───── Selected extract

2. BOOKS AND RECORDS.
(A) IN CONNECTION WITH THE PURCHASE AND SALE OF THE FUND'S PORTFOLIO
SECURITIES, THE SUBADVISER SHALL ARRANGE FOR THE TRANSMISSION TO THE FUND'S
CUSTODIAN, AND/OR THE ADVISER ON A DAILY BASIS, OF SUCH CONFIRMATIONS, TRADE
TICKETS OR OTHER DOCUMENTATION AS MAY BE NECESSARY TO ENABLE THE ADVISER TO
PERFORM ITS ACCOUNTING AND ADMINISTRATIVE RESPONSIBILITIES WITH RESPECT TO THE
MANAGEMENT OF THE FUND.

──────────
───── Supplied records

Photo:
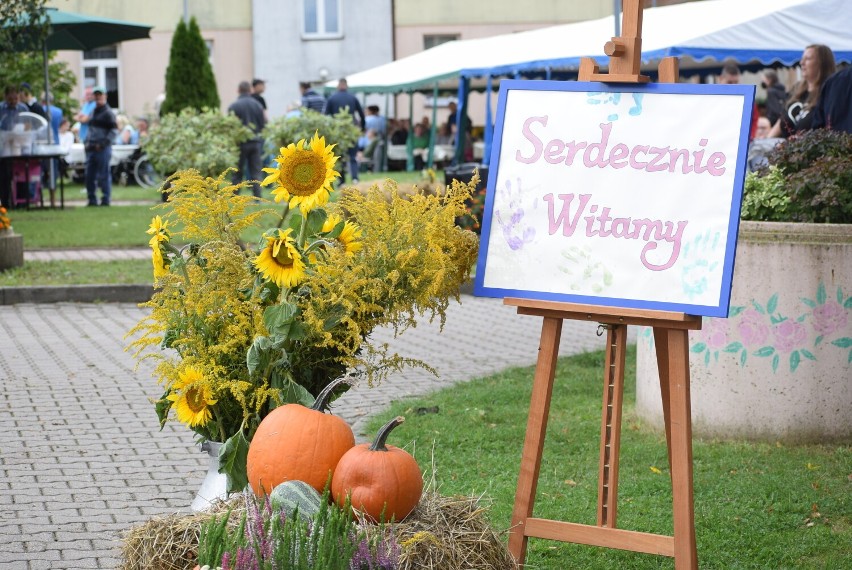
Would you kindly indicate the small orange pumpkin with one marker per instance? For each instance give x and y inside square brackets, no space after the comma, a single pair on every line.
[381,481]
[295,443]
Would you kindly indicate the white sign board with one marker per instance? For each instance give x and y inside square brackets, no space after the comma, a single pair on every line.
[616,195]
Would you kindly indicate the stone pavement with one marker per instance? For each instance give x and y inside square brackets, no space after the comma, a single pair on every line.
[82,458]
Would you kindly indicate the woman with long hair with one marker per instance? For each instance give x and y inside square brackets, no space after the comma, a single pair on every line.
[817,65]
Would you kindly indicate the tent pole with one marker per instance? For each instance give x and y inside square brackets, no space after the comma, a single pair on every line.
[430,162]
[489,125]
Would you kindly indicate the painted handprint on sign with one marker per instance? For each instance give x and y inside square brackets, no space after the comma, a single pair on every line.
[697,271]
[613,102]
[516,231]
[586,273]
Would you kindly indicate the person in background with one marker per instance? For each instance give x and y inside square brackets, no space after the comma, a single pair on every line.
[776,95]
[258,86]
[310,98]
[343,99]
[28,99]
[127,134]
[252,115]
[99,138]
[817,65]
[87,105]
[834,108]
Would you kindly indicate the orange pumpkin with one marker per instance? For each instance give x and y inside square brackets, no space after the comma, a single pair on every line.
[381,481]
[295,443]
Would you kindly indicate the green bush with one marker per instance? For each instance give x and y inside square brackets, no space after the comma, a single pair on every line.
[206,141]
[809,180]
[337,129]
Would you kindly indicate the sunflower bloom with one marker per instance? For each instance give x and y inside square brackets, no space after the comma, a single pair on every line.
[280,261]
[192,398]
[349,238]
[304,174]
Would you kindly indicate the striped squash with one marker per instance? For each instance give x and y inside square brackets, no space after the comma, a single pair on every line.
[290,495]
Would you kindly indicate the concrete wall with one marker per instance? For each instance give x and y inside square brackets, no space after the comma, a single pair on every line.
[283,57]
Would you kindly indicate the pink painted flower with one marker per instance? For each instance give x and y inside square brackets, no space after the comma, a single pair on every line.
[753,328]
[715,333]
[789,335]
[829,317]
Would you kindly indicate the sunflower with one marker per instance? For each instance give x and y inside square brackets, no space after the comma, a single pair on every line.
[304,174]
[349,238]
[192,398]
[280,261]
[158,230]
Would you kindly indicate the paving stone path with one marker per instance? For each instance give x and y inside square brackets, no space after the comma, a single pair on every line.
[82,459]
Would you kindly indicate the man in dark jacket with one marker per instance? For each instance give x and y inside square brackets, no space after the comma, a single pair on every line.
[101,131]
[250,112]
[343,99]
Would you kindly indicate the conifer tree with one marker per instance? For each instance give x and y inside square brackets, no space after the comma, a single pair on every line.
[189,78]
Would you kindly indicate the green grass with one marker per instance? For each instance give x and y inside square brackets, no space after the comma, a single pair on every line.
[78,273]
[757,506]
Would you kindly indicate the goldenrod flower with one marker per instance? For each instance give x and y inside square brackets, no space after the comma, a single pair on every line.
[159,232]
[192,398]
[349,238]
[280,261]
[304,174]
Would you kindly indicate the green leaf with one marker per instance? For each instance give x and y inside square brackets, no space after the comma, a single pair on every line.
[807,354]
[278,318]
[734,311]
[232,462]
[772,303]
[821,296]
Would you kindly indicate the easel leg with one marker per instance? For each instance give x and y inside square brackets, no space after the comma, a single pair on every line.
[551,332]
[616,351]
[679,436]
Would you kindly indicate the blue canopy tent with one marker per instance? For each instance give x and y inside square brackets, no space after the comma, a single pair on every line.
[704,35]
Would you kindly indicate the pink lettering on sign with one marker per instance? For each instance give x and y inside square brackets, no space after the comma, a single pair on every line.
[599,223]
[599,154]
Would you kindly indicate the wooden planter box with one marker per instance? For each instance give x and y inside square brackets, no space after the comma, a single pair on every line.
[779,368]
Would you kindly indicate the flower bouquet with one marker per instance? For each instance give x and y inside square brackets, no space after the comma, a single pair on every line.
[238,330]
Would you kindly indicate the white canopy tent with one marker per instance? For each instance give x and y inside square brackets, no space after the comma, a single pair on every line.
[703,34]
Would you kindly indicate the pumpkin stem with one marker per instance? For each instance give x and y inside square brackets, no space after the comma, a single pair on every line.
[384,432]
[321,403]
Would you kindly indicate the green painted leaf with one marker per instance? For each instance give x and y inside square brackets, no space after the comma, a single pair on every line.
[232,461]
[772,303]
[734,311]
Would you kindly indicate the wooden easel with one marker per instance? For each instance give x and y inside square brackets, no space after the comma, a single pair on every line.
[672,347]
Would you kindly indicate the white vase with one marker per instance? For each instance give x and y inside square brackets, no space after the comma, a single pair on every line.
[215,485]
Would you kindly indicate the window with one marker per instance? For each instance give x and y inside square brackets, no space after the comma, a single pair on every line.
[432,40]
[321,19]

──────────

Stated problem A:
Check each statement against the books-and-records clause and answer yes or no, quoting the words from the clause that decide it: (i) The subadviser arranges for documentation to be transmitted on a daily basis. (ii) The documentation is sent only to the fund's shareholders. (iii) The documentation is meant to let the adviser carry out its accounting and administrative responsibilities.
Stated problem B:
Write the next part of the books-and-records clause, starting right after its final sentence.
The data is not needed for what is asked here.

Right answer A:
(i) Yes: "THE SUBADVISER SHALL ARRANGE FOR THE TRANSMISSION TO THE FUND'S CUSTODIAN, AND/OR THE ADVISER ON A DAILY BASIS"
(ii) No: "TO THE FUND'S CUSTODIAN, AND/OR THE ADVISER"
(iii) Yes: "AS MAY BE NECESSARY TO ENABLE THE ADVISER TO PERFORM ITS ACCOUNTING AND ADMINISTRATIVE RESPONSIBILITIES"

Right answer B:
(B) PURSUANT TO RULE 31A-3 UNDER THE 1940 ACT, RULE 204-2 UNDER THE
INVESTMENT ADVISERS ACT OF 1940, AND ANY OTHER LAWS, RULES OR REGULATIONS
REGARDING RECORDKEEPING, THE SUBADVISER AGREES THAT: (I) ALL RECORDS IT
MAINTAINS FOR THE FUND ARE THE PROPERTY OF THE FUND; (II) IT WILL SURRENDER
PROMPTLY TO THE FUND OR ADVISER ANY SUCH RECORDS UPON THE FUND'S OR ADVISER'S
REQUEST; (III) IT WILL MAINTAIN FOR THE FUND THE RECORDS THAT THE FUND IS
REQUIRED TO MAINTAIN UNDER RULE 31A-1(B) OR ANY OTHER APPLICABLE RULE INSOFAR AS
SUCH RECORDS RELATE TO THE INVESTMENT AFFAIRS OF THE FUND FOR WHICH THE
SUBADVISER HAS RESPONSIBILITY UNDER THIS AGREEMENT; AND (IV) IT WILL PRESERVE
FOR THE PERIODS PRESCRIBED BY RULE 31A-2 UNDER THE 1940 ACT THE RECORDS IT
MAINTAINS FOR THE FUND.
(C) THE SUBADVISER REPRESENTS THAT IT HAS ADOPTED AND WILL MAINTAIN AT
ALL TIMES A SUITABLE CODE OF ETHICS THAT COVERS ITS ACTIVITIES WITH RESPECT TO
ITS SERVICES TO THE FUND.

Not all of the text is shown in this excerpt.